▸ What to produce
Every line below that contains "green" is to be copied.

▸ Data shown
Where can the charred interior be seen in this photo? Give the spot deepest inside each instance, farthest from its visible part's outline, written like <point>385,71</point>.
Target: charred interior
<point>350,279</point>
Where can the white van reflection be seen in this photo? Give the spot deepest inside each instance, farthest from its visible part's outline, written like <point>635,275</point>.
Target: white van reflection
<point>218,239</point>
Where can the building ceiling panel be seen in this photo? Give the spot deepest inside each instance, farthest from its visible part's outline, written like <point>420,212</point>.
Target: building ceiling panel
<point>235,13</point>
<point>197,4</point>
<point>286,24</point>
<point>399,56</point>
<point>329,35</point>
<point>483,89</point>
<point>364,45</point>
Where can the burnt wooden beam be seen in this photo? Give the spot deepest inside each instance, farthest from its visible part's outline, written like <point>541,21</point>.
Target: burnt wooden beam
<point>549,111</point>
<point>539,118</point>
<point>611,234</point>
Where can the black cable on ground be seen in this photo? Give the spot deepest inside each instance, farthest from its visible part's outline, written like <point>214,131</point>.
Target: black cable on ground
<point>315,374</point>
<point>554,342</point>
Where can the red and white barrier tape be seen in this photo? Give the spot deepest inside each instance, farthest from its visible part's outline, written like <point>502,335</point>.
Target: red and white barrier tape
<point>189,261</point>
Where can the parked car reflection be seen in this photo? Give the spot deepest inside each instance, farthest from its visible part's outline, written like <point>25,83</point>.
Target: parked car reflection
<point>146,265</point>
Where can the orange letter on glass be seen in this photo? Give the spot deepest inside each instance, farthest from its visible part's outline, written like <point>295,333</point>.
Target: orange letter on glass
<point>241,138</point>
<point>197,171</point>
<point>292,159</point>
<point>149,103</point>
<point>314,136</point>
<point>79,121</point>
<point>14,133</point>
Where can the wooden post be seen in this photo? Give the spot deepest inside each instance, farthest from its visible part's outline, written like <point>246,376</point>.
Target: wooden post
--
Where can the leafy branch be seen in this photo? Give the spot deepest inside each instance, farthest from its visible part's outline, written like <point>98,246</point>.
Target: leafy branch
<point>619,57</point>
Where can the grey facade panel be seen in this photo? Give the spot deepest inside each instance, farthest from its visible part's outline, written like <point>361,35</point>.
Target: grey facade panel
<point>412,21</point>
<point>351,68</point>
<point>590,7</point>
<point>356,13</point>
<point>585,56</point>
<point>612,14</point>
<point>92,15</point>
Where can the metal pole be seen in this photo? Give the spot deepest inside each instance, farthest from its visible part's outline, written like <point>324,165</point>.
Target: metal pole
==
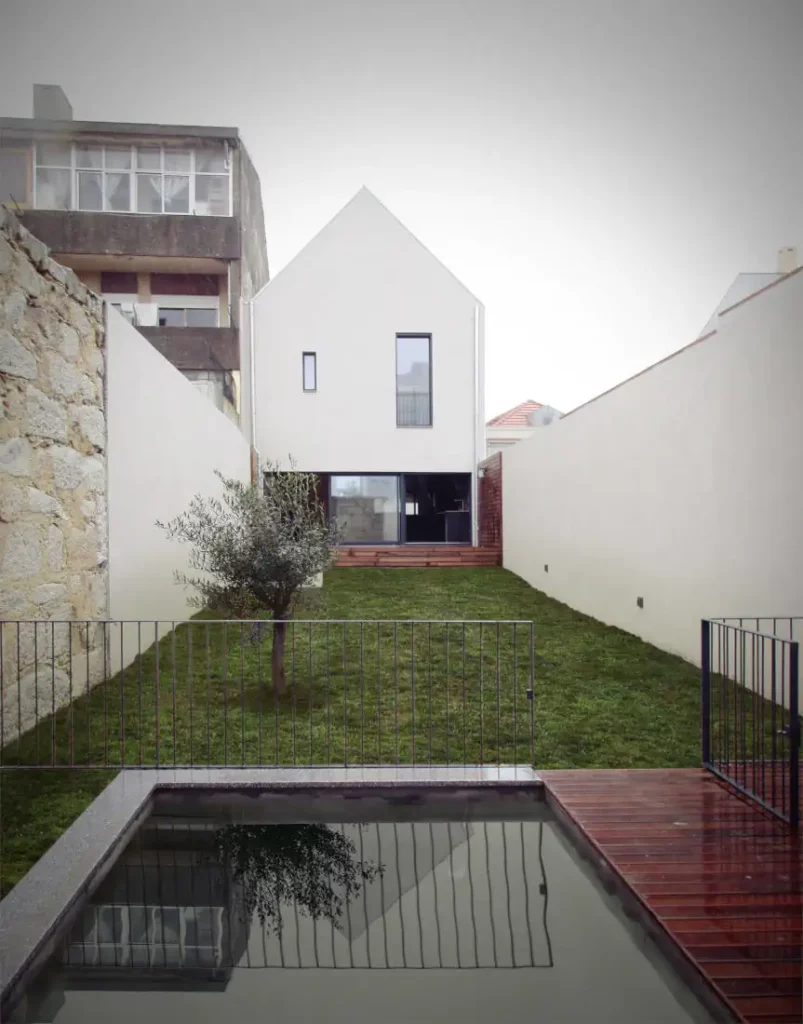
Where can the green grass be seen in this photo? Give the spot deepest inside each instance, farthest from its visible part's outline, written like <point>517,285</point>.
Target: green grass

▸ Task answer
Where can the green grass be seen in this photo? Give the spot deepest inside each instance, farthest from its visible part's outline, written like <point>517,285</point>.
Target: green grass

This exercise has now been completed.